▶ **Exercise directions**
Convert the lines of the records from the one holding "Annotate the blue toy box precisely." through the one holding "[133,50,166,74]", inclusive, into a Markdown table with the columns Row and Entry. Number the rows from 1 and leave out any blank lines.
** BEGIN **
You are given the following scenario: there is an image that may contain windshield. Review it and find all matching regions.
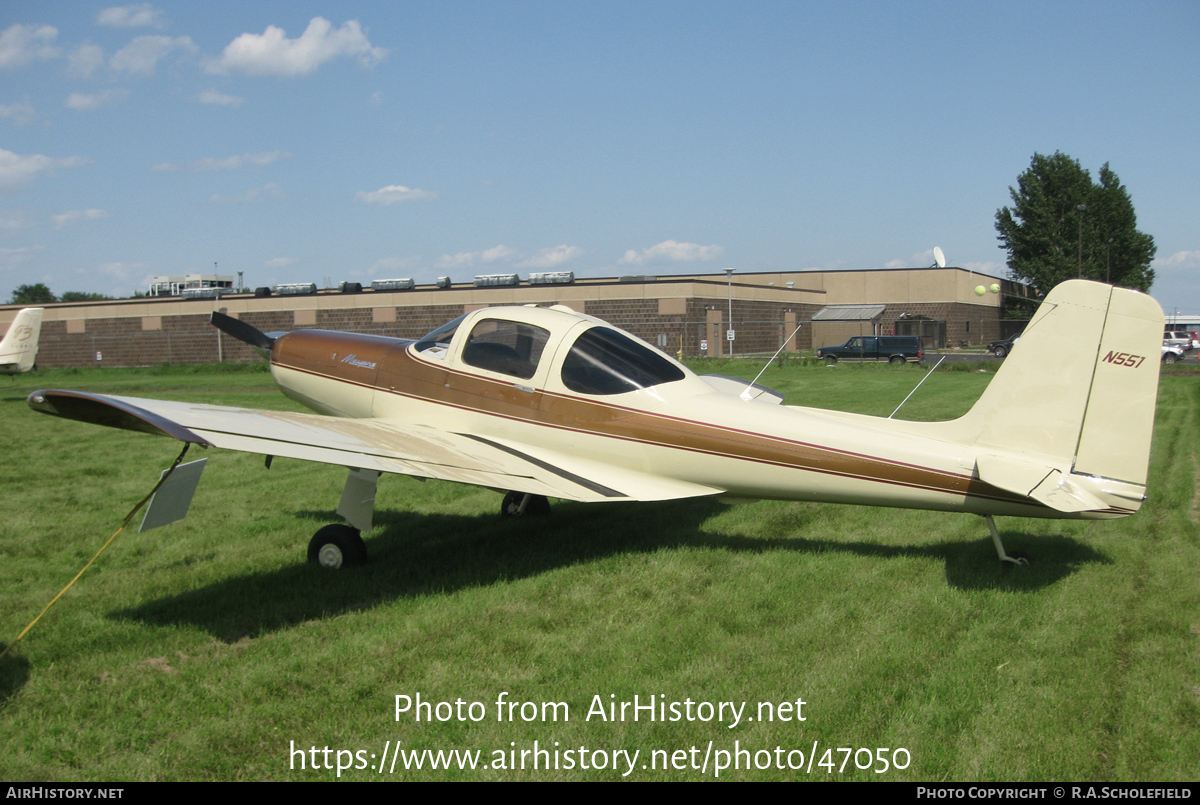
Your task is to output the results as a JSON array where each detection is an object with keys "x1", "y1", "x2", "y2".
[
  {"x1": 563, "y1": 328, "x2": 686, "y2": 395},
  {"x1": 413, "y1": 313, "x2": 467, "y2": 358},
  {"x1": 462, "y1": 319, "x2": 550, "y2": 380}
]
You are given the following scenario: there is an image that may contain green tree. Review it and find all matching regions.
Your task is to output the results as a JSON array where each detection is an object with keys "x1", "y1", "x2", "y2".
[
  {"x1": 8, "y1": 282, "x2": 59, "y2": 305},
  {"x1": 996, "y1": 151, "x2": 1157, "y2": 293}
]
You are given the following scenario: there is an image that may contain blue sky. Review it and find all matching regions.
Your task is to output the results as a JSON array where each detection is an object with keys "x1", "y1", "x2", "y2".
[{"x1": 0, "y1": 0, "x2": 1200, "y2": 312}]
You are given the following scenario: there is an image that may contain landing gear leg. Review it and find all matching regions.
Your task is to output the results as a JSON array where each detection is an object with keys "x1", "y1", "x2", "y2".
[
  {"x1": 500, "y1": 492, "x2": 550, "y2": 517},
  {"x1": 308, "y1": 469, "x2": 379, "y2": 570},
  {"x1": 983, "y1": 515, "x2": 1030, "y2": 565}
]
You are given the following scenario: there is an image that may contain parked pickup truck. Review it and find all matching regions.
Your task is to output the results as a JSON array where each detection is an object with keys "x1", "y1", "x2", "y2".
[{"x1": 817, "y1": 336, "x2": 920, "y2": 365}]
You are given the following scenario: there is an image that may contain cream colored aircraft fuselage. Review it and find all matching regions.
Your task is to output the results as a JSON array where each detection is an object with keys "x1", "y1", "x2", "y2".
[
  {"x1": 0, "y1": 307, "x2": 43, "y2": 374},
  {"x1": 30, "y1": 281, "x2": 1162, "y2": 561}
]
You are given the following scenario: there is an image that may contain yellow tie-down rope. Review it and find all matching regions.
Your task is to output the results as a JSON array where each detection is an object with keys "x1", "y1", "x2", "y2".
[{"x1": 0, "y1": 443, "x2": 192, "y2": 660}]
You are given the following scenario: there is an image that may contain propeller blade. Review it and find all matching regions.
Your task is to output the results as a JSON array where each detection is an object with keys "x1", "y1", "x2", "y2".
[{"x1": 211, "y1": 311, "x2": 275, "y2": 350}]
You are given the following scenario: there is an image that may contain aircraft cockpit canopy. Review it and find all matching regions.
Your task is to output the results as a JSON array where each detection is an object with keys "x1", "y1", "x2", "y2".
[
  {"x1": 562, "y1": 328, "x2": 685, "y2": 395},
  {"x1": 462, "y1": 319, "x2": 550, "y2": 380},
  {"x1": 413, "y1": 313, "x2": 467, "y2": 359},
  {"x1": 410, "y1": 308, "x2": 688, "y2": 396}
]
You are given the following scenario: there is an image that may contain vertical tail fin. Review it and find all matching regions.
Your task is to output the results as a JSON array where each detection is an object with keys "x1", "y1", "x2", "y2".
[
  {"x1": 0, "y1": 307, "x2": 42, "y2": 374},
  {"x1": 953, "y1": 280, "x2": 1163, "y2": 486}
]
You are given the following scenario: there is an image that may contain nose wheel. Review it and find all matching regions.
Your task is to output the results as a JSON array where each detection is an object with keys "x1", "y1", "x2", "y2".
[{"x1": 500, "y1": 492, "x2": 550, "y2": 517}]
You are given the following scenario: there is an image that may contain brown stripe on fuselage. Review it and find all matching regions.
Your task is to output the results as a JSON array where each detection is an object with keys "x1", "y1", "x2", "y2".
[{"x1": 272, "y1": 330, "x2": 1043, "y2": 509}]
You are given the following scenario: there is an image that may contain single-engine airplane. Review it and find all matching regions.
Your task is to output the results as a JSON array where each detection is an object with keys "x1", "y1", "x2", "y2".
[
  {"x1": 29, "y1": 281, "x2": 1163, "y2": 567},
  {"x1": 0, "y1": 307, "x2": 43, "y2": 374}
]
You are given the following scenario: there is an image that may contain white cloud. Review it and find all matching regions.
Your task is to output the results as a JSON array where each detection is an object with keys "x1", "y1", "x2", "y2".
[
  {"x1": 367, "y1": 257, "x2": 421, "y2": 277},
  {"x1": 199, "y1": 90, "x2": 246, "y2": 107},
  {"x1": 0, "y1": 210, "x2": 34, "y2": 230},
  {"x1": 67, "y1": 44, "x2": 104, "y2": 78},
  {"x1": 209, "y1": 181, "x2": 283, "y2": 204},
  {"x1": 96, "y1": 263, "x2": 150, "y2": 280},
  {"x1": 206, "y1": 17, "x2": 388, "y2": 77},
  {"x1": 517, "y1": 244, "x2": 583, "y2": 269},
  {"x1": 438, "y1": 244, "x2": 517, "y2": 269},
  {"x1": 438, "y1": 252, "x2": 479, "y2": 269},
  {"x1": 479, "y1": 244, "x2": 517, "y2": 263},
  {"x1": 1152, "y1": 251, "x2": 1200, "y2": 269},
  {"x1": 108, "y1": 36, "x2": 196, "y2": 76},
  {"x1": 0, "y1": 149, "x2": 88, "y2": 190},
  {"x1": 354, "y1": 185, "x2": 438, "y2": 206},
  {"x1": 150, "y1": 151, "x2": 292, "y2": 172},
  {"x1": 0, "y1": 246, "x2": 42, "y2": 271},
  {"x1": 96, "y1": 2, "x2": 163, "y2": 28},
  {"x1": 0, "y1": 25, "x2": 61, "y2": 70},
  {"x1": 50, "y1": 209, "x2": 108, "y2": 229},
  {"x1": 619, "y1": 240, "x2": 725, "y2": 265},
  {"x1": 66, "y1": 89, "x2": 130, "y2": 112},
  {"x1": 0, "y1": 103, "x2": 37, "y2": 126}
]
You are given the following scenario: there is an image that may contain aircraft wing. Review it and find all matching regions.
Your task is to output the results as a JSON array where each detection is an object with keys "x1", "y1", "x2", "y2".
[{"x1": 29, "y1": 390, "x2": 724, "y2": 501}]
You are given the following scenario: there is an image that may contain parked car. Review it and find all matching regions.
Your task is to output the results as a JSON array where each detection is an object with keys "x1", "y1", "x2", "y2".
[
  {"x1": 1163, "y1": 341, "x2": 1187, "y2": 364},
  {"x1": 988, "y1": 332, "x2": 1021, "y2": 358},
  {"x1": 817, "y1": 336, "x2": 920, "y2": 365},
  {"x1": 1163, "y1": 330, "x2": 1195, "y2": 352}
]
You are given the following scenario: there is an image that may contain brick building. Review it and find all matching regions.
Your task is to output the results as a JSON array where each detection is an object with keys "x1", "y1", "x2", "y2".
[{"x1": 0, "y1": 268, "x2": 1026, "y2": 368}]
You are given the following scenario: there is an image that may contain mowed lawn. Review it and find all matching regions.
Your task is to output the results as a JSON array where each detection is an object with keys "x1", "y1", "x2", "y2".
[{"x1": 0, "y1": 364, "x2": 1200, "y2": 781}]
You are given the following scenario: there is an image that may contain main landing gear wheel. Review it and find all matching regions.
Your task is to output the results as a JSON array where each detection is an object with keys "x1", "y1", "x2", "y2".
[
  {"x1": 308, "y1": 525, "x2": 367, "y2": 570},
  {"x1": 983, "y1": 515, "x2": 1030, "y2": 566},
  {"x1": 500, "y1": 492, "x2": 550, "y2": 517}
]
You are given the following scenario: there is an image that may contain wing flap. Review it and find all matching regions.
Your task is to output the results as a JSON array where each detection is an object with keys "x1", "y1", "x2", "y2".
[{"x1": 29, "y1": 390, "x2": 721, "y2": 501}]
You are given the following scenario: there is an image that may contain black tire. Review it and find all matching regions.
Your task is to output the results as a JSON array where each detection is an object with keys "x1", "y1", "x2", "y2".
[
  {"x1": 308, "y1": 525, "x2": 367, "y2": 570},
  {"x1": 500, "y1": 492, "x2": 550, "y2": 517}
]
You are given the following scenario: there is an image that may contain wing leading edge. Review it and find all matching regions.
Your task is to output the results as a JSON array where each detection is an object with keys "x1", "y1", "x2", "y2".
[{"x1": 28, "y1": 390, "x2": 724, "y2": 503}]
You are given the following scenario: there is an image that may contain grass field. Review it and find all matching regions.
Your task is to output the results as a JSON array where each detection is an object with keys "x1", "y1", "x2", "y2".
[{"x1": 0, "y1": 362, "x2": 1200, "y2": 781}]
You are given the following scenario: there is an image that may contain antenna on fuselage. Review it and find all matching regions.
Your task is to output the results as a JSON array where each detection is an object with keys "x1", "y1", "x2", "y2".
[{"x1": 738, "y1": 323, "x2": 804, "y2": 401}]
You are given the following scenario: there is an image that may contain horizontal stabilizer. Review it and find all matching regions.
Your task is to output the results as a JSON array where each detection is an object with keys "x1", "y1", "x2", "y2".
[
  {"x1": 29, "y1": 391, "x2": 724, "y2": 501},
  {"x1": 210, "y1": 311, "x2": 275, "y2": 350},
  {"x1": 976, "y1": 456, "x2": 1108, "y2": 512}
]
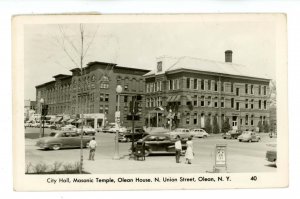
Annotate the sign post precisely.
[214,144,227,173]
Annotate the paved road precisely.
[25,128,276,173]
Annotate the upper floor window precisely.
[235,88,240,96]
[200,79,205,90]
[186,78,191,89]
[264,86,267,95]
[221,97,225,108]
[157,61,162,72]
[231,98,234,108]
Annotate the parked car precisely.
[118,128,149,142]
[61,124,77,131]
[102,123,115,133]
[222,130,242,139]
[77,126,96,136]
[237,131,260,142]
[269,131,277,138]
[134,133,186,156]
[266,144,277,165]
[190,129,209,138]
[108,126,127,133]
[36,131,92,150]
[166,128,192,138]
[31,122,40,128]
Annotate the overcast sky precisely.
[24,16,276,100]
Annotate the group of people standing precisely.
[175,136,194,164]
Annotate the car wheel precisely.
[145,149,151,157]
[52,144,60,150]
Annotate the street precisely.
[25,128,276,174]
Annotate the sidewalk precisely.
[83,156,213,174]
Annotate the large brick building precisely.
[36,62,149,126]
[144,51,270,130]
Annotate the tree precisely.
[54,24,114,173]
[213,115,220,134]
[257,121,264,132]
[222,117,231,133]
[205,117,212,133]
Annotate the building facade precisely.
[36,62,149,127]
[144,51,270,133]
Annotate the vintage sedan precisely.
[118,128,148,142]
[266,144,277,165]
[77,126,96,136]
[36,131,92,150]
[237,131,260,142]
[134,134,186,156]
[222,130,242,139]
[190,129,209,138]
[166,128,192,139]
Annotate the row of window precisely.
[146,81,162,93]
[146,95,267,110]
[185,113,266,128]
[146,78,267,96]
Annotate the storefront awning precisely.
[173,95,181,102]
[76,119,83,123]
[49,117,55,122]
[186,95,193,102]
[167,96,172,102]
[67,119,75,123]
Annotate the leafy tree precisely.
[205,117,212,133]
[222,117,231,133]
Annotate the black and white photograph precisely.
[13,14,288,190]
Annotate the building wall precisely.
[145,71,269,130]
[36,62,148,126]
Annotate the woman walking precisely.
[185,137,194,164]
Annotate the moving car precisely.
[134,134,186,156]
[190,129,209,138]
[222,130,242,139]
[77,126,96,136]
[237,131,260,142]
[36,131,92,150]
[266,144,277,165]
[269,131,277,138]
[118,128,148,142]
[166,128,192,139]
[108,126,127,133]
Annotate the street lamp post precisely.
[113,85,123,160]
[40,98,44,137]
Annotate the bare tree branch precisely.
[83,25,99,59]
[58,25,80,54]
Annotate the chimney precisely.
[225,50,232,62]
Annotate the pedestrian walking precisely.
[89,137,97,160]
[185,137,194,164]
[175,135,182,163]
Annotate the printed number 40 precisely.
[250,176,257,181]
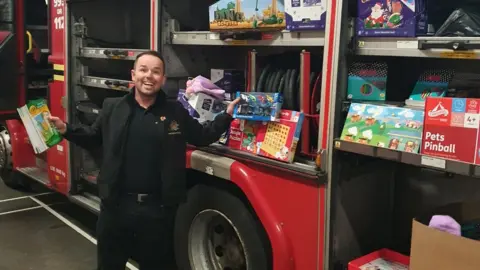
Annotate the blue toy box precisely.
[233,92,283,121]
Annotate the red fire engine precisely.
[0,0,338,270]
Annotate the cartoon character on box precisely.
[233,92,283,121]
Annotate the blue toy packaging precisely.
[285,0,327,31]
[347,62,388,101]
[356,0,428,37]
[233,92,283,121]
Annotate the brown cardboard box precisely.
[410,202,480,270]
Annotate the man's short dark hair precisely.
[133,50,166,74]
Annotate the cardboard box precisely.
[340,103,424,153]
[410,201,480,270]
[209,0,286,31]
[348,248,410,270]
[285,0,327,31]
[421,97,480,164]
[347,62,388,101]
[356,0,428,37]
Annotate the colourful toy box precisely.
[356,0,428,37]
[421,98,480,164]
[257,110,304,163]
[233,92,283,121]
[340,103,424,153]
[285,0,327,31]
[409,70,453,102]
[209,0,286,31]
[347,62,388,101]
[227,119,267,155]
[210,69,245,101]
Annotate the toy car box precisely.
[233,92,283,121]
[209,0,286,31]
[285,0,327,31]
[356,0,428,37]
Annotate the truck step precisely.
[68,193,100,214]
[80,76,133,92]
[79,47,147,60]
[17,167,50,185]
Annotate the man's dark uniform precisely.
[65,89,232,270]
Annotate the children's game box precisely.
[356,0,428,37]
[228,110,304,163]
[17,99,62,154]
[341,103,424,153]
[209,0,286,31]
[233,92,283,121]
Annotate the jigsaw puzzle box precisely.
[356,0,428,37]
[209,0,286,31]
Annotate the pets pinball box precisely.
[340,103,424,153]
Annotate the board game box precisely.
[257,110,304,163]
[285,0,327,31]
[233,92,283,121]
[209,0,286,31]
[356,0,428,37]
[340,103,424,153]
[421,97,480,164]
[227,119,267,155]
[17,99,62,154]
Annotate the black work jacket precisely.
[64,89,232,205]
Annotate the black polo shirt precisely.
[122,99,165,194]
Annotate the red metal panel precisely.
[231,162,325,270]
[47,0,69,194]
[6,120,35,168]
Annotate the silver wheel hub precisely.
[188,209,248,270]
[0,127,13,170]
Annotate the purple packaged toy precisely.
[285,0,327,31]
[356,0,428,37]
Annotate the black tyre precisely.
[0,169,31,191]
[174,185,269,270]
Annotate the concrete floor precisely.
[0,181,137,270]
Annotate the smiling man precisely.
[49,51,239,270]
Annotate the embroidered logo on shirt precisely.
[168,120,181,135]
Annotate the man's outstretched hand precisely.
[227,98,241,116]
[47,116,67,135]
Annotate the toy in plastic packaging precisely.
[233,92,283,121]
[185,75,225,100]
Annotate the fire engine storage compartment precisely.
[330,15,480,269]
[67,0,150,194]
[68,0,323,196]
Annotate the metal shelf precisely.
[334,139,480,177]
[78,47,147,60]
[170,31,325,47]
[356,37,480,59]
[76,102,101,114]
[80,76,133,92]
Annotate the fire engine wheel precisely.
[174,185,268,270]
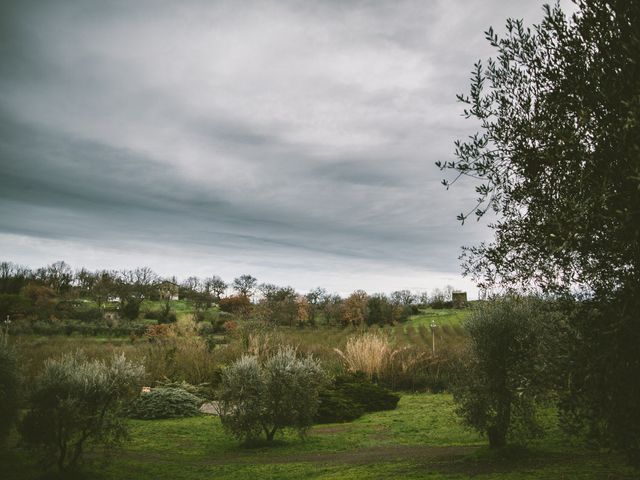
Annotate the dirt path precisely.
[118,445,478,465]
[240,445,478,464]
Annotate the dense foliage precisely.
[21,353,144,470]
[218,347,324,441]
[439,0,640,458]
[127,387,204,420]
[453,297,559,447]
[316,373,400,423]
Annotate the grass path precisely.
[0,394,638,480]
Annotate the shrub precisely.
[144,309,178,324]
[453,297,556,448]
[316,372,400,423]
[21,352,144,470]
[0,332,22,442]
[127,387,204,420]
[218,347,324,441]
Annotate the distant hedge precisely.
[316,373,400,423]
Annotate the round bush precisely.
[129,387,204,420]
[315,373,400,423]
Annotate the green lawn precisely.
[0,394,637,480]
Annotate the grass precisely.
[0,394,637,480]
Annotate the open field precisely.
[0,394,637,480]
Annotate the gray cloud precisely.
[0,0,556,292]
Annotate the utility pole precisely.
[431,320,437,355]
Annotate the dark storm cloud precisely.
[0,0,560,290]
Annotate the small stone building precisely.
[158,280,180,300]
[451,291,467,308]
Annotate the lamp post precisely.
[430,320,437,355]
[0,315,11,343]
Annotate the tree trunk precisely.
[487,400,511,448]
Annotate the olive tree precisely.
[21,352,144,470]
[453,297,555,448]
[438,0,640,458]
[218,347,325,442]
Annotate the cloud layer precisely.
[0,0,552,292]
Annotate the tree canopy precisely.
[438,0,640,293]
[437,0,640,464]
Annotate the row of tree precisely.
[0,261,460,326]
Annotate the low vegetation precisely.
[20,352,144,470]
[218,347,325,442]
[127,387,204,420]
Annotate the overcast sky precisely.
[0,0,560,297]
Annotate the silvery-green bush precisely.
[218,347,325,441]
[21,352,144,470]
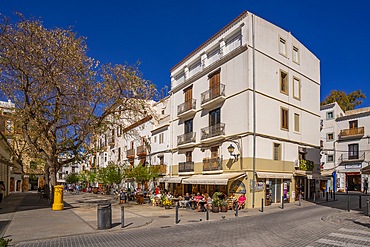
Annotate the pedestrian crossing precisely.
[307,228,370,247]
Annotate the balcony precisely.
[179,161,194,172]
[177,132,196,148]
[126,148,135,159]
[153,164,167,175]
[136,145,147,156]
[339,127,365,140]
[203,158,222,171]
[338,152,365,163]
[201,84,226,108]
[200,123,225,143]
[177,99,197,118]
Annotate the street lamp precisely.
[227,144,240,161]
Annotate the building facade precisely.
[169,11,321,207]
[321,102,370,192]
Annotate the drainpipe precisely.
[252,15,256,208]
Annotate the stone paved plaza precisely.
[1,194,370,246]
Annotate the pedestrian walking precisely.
[0,181,5,209]
[364,178,369,194]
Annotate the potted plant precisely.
[220,200,227,213]
[163,200,172,209]
[212,192,221,213]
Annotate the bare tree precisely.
[0,13,156,188]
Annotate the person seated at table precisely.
[204,195,212,210]
[238,193,247,210]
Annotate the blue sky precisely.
[0,0,370,107]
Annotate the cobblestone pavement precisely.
[17,204,370,246]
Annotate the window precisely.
[327,154,334,162]
[294,113,299,132]
[326,111,334,119]
[348,144,358,160]
[293,76,301,100]
[293,46,299,64]
[209,108,221,126]
[189,61,202,77]
[280,70,289,95]
[326,133,334,141]
[279,37,286,57]
[185,119,193,134]
[274,143,281,160]
[208,48,220,65]
[281,108,289,130]
[159,133,164,144]
[349,120,358,129]
[185,151,192,162]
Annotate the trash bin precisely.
[98,203,112,230]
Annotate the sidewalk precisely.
[0,192,364,244]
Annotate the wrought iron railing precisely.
[126,148,135,157]
[338,152,365,162]
[201,123,225,140]
[177,99,197,115]
[203,158,222,171]
[179,161,194,172]
[340,127,365,138]
[177,132,196,146]
[201,84,225,104]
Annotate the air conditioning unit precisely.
[294,160,299,168]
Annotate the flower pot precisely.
[212,207,220,213]
[221,206,227,213]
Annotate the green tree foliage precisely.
[320,89,366,111]
[0,13,156,186]
[66,172,79,184]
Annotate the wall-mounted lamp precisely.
[227,144,240,161]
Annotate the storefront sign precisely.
[229,180,247,193]
[345,163,362,169]
[250,180,265,192]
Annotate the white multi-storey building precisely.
[169,11,322,207]
[321,102,370,191]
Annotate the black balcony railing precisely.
[179,161,194,172]
[340,127,365,138]
[177,132,196,146]
[203,158,222,171]
[177,99,197,115]
[338,152,365,162]
[201,84,225,104]
[201,123,225,140]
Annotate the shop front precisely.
[255,172,293,206]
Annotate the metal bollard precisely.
[261,198,263,212]
[347,197,351,212]
[175,205,180,224]
[121,206,125,228]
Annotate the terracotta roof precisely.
[170,11,248,71]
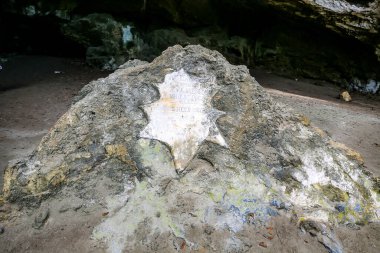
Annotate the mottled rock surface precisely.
[0,46,379,252]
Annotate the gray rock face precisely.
[3,46,380,252]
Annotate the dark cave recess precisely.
[0,0,380,91]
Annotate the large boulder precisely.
[0,46,380,252]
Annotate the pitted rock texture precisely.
[0,46,380,252]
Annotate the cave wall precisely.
[0,0,380,91]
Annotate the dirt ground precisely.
[0,56,380,253]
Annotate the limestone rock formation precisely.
[0,46,380,252]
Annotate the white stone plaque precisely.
[140,69,227,171]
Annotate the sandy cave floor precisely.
[0,56,380,252]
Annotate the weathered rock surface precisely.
[0,46,380,252]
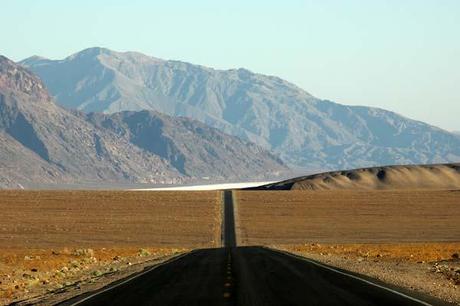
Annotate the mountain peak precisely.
[0,55,50,100]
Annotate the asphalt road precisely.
[59,247,444,306]
[58,192,443,306]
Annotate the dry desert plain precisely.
[234,190,460,304]
[0,190,460,304]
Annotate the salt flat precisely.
[131,181,277,191]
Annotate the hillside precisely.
[21,48,460,170]
[0,57,287,188]
[254,164,460,190]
** END **
▶ **Result of the exercise**
| Row | Entry |
|---|---|
| 1 | Annotate the blue toy box precisely. |
| 2 | [233,92,283,121] |
| 3 | Annotate the red fire engine precisely. |
| 4 | [0,0,338,270] |
| 5 | Annotate the cartoon character on box precisely. |
| 6 | [233,92,283,121] |
| 7 | Annotate the blue toy packaging precisely. |
| 8 | [285,0,327,31] |
| 9 | [347,62,388,101] |
| 10 | [356,0,428,37] |
| 11 | [233,92,283,121] |
| 12 | Annotate the brown cardboard box precisely. |
| 13 | [410,202,480,270] |
| 14 | Annotate the man's short dark hair precisely. |
| 15 | [133,50,166,74] |